» OBJECTIVE
Could you retype, with no changes, the lines of the records below, starting with the line that contains "Note: locate the dry" and going on through the line that contains "pixel 178 277"?

» STORED RECORDS
######

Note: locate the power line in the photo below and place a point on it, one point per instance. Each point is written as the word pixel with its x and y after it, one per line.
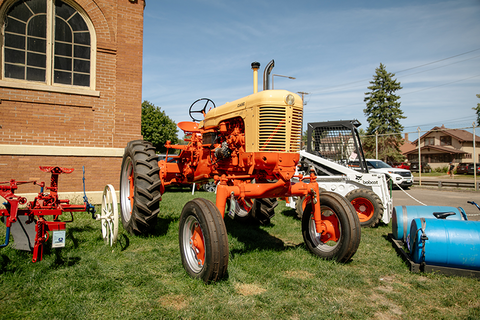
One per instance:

######

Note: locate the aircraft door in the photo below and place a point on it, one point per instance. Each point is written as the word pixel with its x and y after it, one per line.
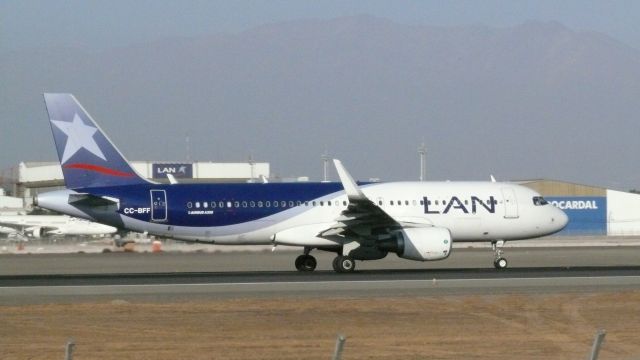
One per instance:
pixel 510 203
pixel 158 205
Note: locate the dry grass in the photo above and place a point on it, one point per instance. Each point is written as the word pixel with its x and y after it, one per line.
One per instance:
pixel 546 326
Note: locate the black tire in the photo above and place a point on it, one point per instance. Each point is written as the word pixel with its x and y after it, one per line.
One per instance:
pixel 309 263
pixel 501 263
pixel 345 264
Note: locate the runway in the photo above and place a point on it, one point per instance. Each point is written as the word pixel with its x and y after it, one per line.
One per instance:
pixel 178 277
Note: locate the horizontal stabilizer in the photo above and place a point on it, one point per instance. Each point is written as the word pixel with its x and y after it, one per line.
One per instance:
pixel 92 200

######

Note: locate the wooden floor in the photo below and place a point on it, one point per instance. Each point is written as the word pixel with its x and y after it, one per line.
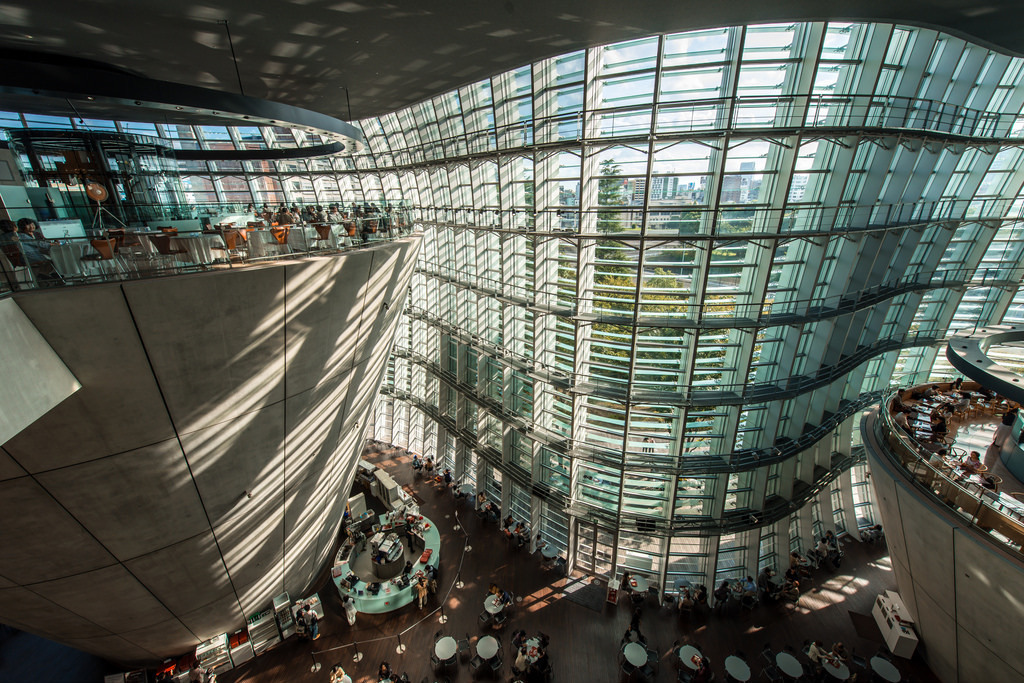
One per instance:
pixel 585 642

######

» WORKED ANSWER
Note: locate the dry grass in the photo above and place a point on it, one point per instance. Each point is written as the word pixel with its x and y after it, one per line.
One per instance:
pixel 546 326
Note: locate the black tire in the photo above and place a point on it, one point per instance. Each point is written as the word pixel with its x and y after it, one per line.
One per instance:
pixel 309 263
pixel 501 263
pixel 345 264
Note: locate the runway in the photo above and place a point on it, one point per instance. Each point is written as the word pixel with its x and y after it, one per line.
One per instance:
pixel 178 277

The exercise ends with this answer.